Aim of the task:
From the entries below, list each line with "shirt".

Entries taken from a collection:
::::::
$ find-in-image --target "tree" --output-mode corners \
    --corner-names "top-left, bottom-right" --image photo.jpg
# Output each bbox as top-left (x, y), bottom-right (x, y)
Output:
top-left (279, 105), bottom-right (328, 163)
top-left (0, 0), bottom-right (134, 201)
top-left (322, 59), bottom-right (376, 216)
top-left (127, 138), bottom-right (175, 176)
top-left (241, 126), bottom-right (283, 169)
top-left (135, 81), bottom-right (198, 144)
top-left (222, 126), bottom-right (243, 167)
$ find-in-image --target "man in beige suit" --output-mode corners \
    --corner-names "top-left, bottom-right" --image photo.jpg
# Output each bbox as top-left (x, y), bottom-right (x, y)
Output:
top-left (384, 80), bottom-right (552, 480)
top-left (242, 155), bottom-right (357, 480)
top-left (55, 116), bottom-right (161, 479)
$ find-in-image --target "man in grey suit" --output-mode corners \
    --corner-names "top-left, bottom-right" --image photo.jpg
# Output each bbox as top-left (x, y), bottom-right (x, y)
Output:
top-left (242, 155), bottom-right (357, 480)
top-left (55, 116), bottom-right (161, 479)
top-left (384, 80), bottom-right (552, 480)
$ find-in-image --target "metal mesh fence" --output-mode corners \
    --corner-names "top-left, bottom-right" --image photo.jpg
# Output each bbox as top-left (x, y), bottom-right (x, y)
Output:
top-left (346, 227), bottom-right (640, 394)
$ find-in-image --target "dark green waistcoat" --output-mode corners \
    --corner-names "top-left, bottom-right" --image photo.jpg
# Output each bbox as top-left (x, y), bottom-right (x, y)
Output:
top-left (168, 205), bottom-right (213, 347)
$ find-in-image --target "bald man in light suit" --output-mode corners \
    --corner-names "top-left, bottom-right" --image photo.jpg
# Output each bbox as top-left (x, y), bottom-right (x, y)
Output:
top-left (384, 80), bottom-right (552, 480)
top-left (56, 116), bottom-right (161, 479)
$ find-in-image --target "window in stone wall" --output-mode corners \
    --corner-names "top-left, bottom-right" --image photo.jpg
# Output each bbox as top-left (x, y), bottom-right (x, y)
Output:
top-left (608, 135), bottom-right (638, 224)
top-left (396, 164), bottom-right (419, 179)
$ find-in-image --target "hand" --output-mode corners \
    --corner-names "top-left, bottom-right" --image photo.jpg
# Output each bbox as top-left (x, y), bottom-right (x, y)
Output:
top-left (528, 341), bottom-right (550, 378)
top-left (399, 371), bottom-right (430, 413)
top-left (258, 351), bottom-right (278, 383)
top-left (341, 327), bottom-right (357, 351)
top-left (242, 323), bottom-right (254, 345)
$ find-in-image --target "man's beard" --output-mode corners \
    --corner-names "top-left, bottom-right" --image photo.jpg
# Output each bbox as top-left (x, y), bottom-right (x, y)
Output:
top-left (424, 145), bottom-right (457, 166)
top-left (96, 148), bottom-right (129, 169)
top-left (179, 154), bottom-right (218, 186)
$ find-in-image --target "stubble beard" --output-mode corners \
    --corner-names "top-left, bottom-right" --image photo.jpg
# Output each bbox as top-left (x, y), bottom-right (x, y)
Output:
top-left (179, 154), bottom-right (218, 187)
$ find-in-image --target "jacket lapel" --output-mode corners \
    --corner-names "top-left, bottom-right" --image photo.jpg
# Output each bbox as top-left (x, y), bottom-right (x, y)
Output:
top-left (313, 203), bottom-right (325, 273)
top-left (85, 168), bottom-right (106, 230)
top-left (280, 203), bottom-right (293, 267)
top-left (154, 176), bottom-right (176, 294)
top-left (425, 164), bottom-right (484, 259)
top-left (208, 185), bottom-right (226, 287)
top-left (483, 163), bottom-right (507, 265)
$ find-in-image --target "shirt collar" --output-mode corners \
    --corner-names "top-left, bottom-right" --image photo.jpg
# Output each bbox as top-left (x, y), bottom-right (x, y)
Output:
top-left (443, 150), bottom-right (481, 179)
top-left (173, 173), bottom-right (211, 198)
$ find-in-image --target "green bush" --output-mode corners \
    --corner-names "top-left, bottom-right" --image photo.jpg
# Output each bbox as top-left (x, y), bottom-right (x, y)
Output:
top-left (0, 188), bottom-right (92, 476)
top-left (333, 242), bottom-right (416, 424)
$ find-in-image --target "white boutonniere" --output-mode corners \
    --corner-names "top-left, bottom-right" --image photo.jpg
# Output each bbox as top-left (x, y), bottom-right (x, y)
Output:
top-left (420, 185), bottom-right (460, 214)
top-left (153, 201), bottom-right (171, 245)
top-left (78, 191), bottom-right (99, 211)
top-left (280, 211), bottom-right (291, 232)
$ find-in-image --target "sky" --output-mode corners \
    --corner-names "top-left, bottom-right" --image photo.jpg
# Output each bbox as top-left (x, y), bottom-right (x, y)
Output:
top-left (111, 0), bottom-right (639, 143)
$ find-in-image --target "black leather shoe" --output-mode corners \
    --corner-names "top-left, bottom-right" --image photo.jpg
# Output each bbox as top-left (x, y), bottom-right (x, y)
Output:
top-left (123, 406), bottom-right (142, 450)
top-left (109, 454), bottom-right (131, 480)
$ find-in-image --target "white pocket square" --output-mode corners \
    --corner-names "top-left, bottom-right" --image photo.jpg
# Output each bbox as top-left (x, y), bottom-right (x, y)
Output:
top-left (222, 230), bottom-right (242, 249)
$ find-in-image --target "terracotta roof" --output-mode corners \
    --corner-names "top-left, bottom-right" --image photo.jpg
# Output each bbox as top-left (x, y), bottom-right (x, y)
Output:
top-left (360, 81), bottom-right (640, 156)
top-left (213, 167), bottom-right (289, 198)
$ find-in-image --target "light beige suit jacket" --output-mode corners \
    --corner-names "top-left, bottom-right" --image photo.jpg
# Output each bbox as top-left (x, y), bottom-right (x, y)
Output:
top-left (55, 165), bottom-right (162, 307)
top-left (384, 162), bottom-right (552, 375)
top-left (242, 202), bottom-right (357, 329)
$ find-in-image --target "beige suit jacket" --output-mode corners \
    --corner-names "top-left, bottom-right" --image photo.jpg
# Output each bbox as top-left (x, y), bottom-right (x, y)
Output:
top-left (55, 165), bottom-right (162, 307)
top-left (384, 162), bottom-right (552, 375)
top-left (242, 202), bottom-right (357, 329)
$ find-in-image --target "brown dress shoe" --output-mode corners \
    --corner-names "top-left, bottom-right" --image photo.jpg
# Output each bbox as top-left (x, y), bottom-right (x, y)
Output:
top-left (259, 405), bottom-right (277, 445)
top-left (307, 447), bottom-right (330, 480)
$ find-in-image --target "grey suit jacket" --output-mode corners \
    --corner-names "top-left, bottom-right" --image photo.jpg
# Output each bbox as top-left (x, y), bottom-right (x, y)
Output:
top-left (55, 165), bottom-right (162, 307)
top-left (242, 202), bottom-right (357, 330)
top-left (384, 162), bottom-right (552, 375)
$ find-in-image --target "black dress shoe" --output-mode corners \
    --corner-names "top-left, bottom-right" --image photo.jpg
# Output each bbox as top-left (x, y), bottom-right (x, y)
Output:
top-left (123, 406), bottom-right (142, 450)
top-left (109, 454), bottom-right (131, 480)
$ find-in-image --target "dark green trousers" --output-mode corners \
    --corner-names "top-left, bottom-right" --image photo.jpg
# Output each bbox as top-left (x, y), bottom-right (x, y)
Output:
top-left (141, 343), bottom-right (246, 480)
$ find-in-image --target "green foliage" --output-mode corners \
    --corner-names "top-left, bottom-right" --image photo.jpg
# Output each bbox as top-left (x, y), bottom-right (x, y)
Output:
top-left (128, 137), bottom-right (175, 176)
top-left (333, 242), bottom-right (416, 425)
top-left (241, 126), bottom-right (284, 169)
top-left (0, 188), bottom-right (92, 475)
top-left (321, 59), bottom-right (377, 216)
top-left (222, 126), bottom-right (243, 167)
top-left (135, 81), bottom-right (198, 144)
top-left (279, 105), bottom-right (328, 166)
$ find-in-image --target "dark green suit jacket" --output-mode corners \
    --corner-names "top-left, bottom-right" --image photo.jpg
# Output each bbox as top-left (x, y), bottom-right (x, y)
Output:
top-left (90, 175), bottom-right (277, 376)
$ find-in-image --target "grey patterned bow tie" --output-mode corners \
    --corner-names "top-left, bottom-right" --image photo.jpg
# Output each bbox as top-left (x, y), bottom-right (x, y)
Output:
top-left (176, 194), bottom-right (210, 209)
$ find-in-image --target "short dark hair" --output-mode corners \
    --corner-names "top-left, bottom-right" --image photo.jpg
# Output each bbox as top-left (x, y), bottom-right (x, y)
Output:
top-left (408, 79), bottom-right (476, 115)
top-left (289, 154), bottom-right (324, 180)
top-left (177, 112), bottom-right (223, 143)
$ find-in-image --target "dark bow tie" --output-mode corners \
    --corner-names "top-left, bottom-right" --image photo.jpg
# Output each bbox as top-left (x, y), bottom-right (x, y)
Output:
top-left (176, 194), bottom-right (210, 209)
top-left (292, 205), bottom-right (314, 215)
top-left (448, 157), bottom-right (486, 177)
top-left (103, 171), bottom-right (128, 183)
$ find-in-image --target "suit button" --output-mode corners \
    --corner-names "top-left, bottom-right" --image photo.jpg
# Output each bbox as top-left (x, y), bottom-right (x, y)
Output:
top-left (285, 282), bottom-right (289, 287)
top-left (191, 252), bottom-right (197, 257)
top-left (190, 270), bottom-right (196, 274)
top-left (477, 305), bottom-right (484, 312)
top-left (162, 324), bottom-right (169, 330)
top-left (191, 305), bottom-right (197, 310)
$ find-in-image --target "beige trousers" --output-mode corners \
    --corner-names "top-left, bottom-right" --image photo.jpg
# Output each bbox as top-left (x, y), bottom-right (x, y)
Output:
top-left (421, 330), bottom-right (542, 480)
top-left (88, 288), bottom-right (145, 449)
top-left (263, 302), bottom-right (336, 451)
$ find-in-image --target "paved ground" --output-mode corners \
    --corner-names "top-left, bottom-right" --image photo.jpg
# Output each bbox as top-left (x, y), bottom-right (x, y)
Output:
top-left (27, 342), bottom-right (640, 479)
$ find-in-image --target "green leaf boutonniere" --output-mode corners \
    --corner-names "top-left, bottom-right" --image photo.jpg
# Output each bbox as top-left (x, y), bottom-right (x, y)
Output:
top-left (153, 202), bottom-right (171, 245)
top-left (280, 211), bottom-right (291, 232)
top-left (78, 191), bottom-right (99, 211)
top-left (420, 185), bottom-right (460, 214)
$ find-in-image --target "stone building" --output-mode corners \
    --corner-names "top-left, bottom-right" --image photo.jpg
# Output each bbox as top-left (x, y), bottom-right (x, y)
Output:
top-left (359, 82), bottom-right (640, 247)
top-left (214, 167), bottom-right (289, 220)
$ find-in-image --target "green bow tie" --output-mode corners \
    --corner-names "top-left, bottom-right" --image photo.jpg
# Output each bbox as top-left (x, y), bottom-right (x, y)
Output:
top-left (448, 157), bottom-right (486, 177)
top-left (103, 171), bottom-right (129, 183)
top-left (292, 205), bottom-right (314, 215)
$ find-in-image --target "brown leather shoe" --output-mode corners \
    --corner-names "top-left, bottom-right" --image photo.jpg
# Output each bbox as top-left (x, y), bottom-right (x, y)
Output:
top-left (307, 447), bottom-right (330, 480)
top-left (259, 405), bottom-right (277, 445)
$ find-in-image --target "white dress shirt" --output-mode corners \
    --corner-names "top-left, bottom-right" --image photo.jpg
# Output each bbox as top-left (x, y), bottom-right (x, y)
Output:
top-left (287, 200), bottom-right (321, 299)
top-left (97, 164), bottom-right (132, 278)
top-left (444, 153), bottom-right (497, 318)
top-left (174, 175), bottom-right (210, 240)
::::::
Solution below:
$ find-in-image --target "shirt collar" --output-mode corners \
$ find-in-image --target "white dress shirt" --output-mode corners \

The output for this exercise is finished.